— Exercises to complete —
1 – In the XML blog post:
(a) What must empty tags be closed with?
(b) Which parser does the post say may be used to check the integrity of business data in XML?
(c) What declaration must a valid XML document include to tell the parser about the document?
2 – Reproduce the XML blog post word for word from "To my corner" to "you measure it?".

— Excerpted passage —
Welcome

To my corner on the net... Warning, this is a techie blog! Non-techie people may suffer bouts of epilepsy on viewing this blog. The author cannot be held responsible.

More on XML (Task 3)

Saturday, 29 October 2011

What is XML well-formedness and how could you measure it?

A correctly formed XML document which strictly adheres to the XML syntax rules and guides is termed a "well formed" XML document. To be a well formed XML document it must at least adhere to the rules listed below:

  • All XML documents must contain at least 1 (one) element.
  • The first element has to be defined in between the opening and closing tags
  • The whole XML document must be embraces between a unique pair of opening and closing tags to be valid. 
  • Nesting is also very important. Overlapping tags are not allowed. 
  • Each tag is identified by the "<" and ">" or angled brackets and the use of any other type of brackets is not allowed.
  • XML is case sensitive. This means that for example, <BOOK> is not the same as <book>. Furthermore, the XML spec defines that tags should be in lower case except in DTDs where keywords are usually used in upper case such as ELEMENT, ATTLIST, #IMPLIED, and #REQUIRED. Actually, when creating custom elements a mixture of character cases may be used, however it has the be ensures that the opening and closing elements use the same mixture precisely.
  • Empty tags have to be closed with a slash such as the <BR> tag which is a line break in HTML must be closed with a slash such as <br/>. 
  • Attributes must always be qouted (enclosed in qoutes)
Modern browsers are equipped with an XML parser or "translator" that is built in. If any of the above rules are ignored by the XML markup, the browser may not be able to parse the document properly and consequently raise an error condition. Special parser tester applications may be employed by the developer to check the XML syntax and that the rules above are being followed.The job of the parser is to read the XML file and look for the hierarchical tree structure that is inherent to all XML documents. 
There are many examples of XML parsers. The Xeres Java Parser may be used to check the integrity of business data in XML.  XT-XP and XP are both parsers written in the JAVA language and offer high performance and speed. XT is a set of tools for building program transformation systems
 XML parser for Java is also popular. This parser like others mentioned above has the advantage of being cross-platform and will run on any operating system. 


What is XML validation and what is the output?
Validation refers to checking if an XML document conforms to the standards of markup and syntax as specified by the XML spec. It also refers to the DTD (Document Type Definition) which is another set of rules that defines what the tags in an XML document mean. Since XML is extensible and customizable the definition in a DTD is required to make sense of the data contained. The DTD is important and must thus be included in any validation argument because it describes what is allowed in the structure of a document such as  names that can be used for elements types, the frequency an element may or must be used and the order of the elements. It also includes the rules on how elements may be nested. DTD also specified what attributes are used with which elements and is they can be omitted or not.

Valid XML elements must have their elements in the specified order, the first element being the “root” element. To be valid it must also include the correct DOCTYPE declaration which tells the parser about the document.

— Data shown —
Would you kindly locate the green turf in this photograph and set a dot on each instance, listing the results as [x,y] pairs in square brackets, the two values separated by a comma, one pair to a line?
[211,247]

— Solutions —
1 –
(a) A slash, as in <br/>.
(b) The Xeres Java Parser.
(c) The correct DOCTYPE declaration.

2 –
To my corner on the net... Warning, this is a techie blog! Non-techie people may suffer bouts of epilepsy on viewing this blog. The author cannot be held responsible.

More on XML (Task 3)

Saturday, 29 October 2011

What is XML well-formedness and how could you measure it?